ARTICLE:
En octobre dernier, ce mode opératoire était utilisé par de nombreux colons de Cisjordanie, qui profitaient du massacre du 7 octobre pour tourmenter les Palestiniens pendant la récolte des olives. Le chef du conseil régional de Samarie, Yossi Dagan, s’est empressé de déclarer ce samedi que rien ne s’était passé. Dagan est un proche collaborateur du père de Ben-Natan, qui dirige la yeshiva Rechelim d’où venaient les meurtriers d’Aisha a-Rabi .
Dans son éloge funèbre, l’ami du jeune Ben-Natan a eu une autre interprétation de cette histoire : « J’étais tellement impressionné par vous. Il y avait là-bas des militants maudits, des terroristes, que les misérables FDI (armée israélienne) ont autorisé à s’approcher des colonies. Vous tirez, vous parlez, vous les chassez... Ils [les autorités] n’ont même pas interrogé les Arabes. »
Bien que l’affaire soit toujours ouverte et que Ben-Natan ait confié à ses proches qu’il voulait assassiner des femmes et des enfants, il a ensuite été envoyé au combat à Gaza. Pour faire plaisir aux gars de la réserve, il a incendié une maison - probablement plus d’une fois, d’où son surnom de Shuvi le Madlik.

[Données recueillies]

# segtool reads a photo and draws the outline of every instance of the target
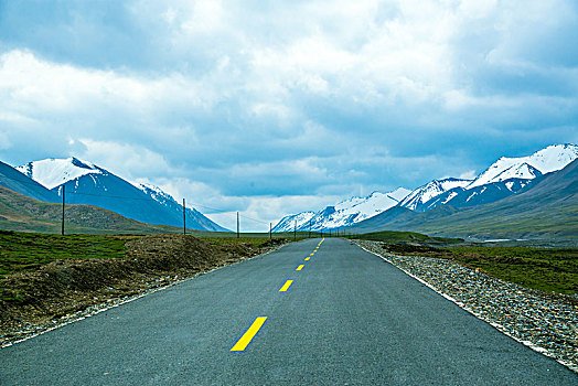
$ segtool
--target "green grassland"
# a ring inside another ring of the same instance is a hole
[[[383,242],[384,249],[396,255],[452,259],[526,288],[578,292],[578,248],[480,246],[413,232],[376,232],[352,238]]]
[[[128,237],[0,230],[0,279],[57,259],[121,258]]]
[[[457,247],[446,257],[527,288],[578,292],[578,248]]]
[[[430,237],[415,232],[396,232],[382,230],[366,233],[362,235],[347,236],[347,238],[357,238],[364,240],[384,242],[384,243],[419,243],[427,245],[449,245],[463,242],[461,238],[449,237]]]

ACTIONS DEMANDÉES:
1) Recopiez à l'identique le passage de l'article qui commence aux mots « En octobre dernier, ce » et se termine après « d’Aisha a-Rabi . ».
2) Relevez toutes les régions ou tous les territoires géographiques nommés dans l'article.
3) D'après l'article, quel surnom a été donné à Ben-Natan ?

RÉPONSES AUX CONSIGNES:
1)
En octobre dernier, ce mode opératoire était utilisé par de nombreux colons de Cisjordanie, qui profitaient du massacre du 7 octobre pour tourmenter les Palestiniens pendant la récolte des olives. Le chef du conseil régional de Samarie, Yossi Dagan, s’est empressé de déclarer ce samedi que rien ne s’était passé. Dagan est un proche collaborateur du père de Ben-Natan, qui dirige la yeshiva Rechelim d’où venaient les meurtriers d’Aisha a-Rabi .

2) Cisjordanie, Samarie, Gaza

3) Shuvi le Madlik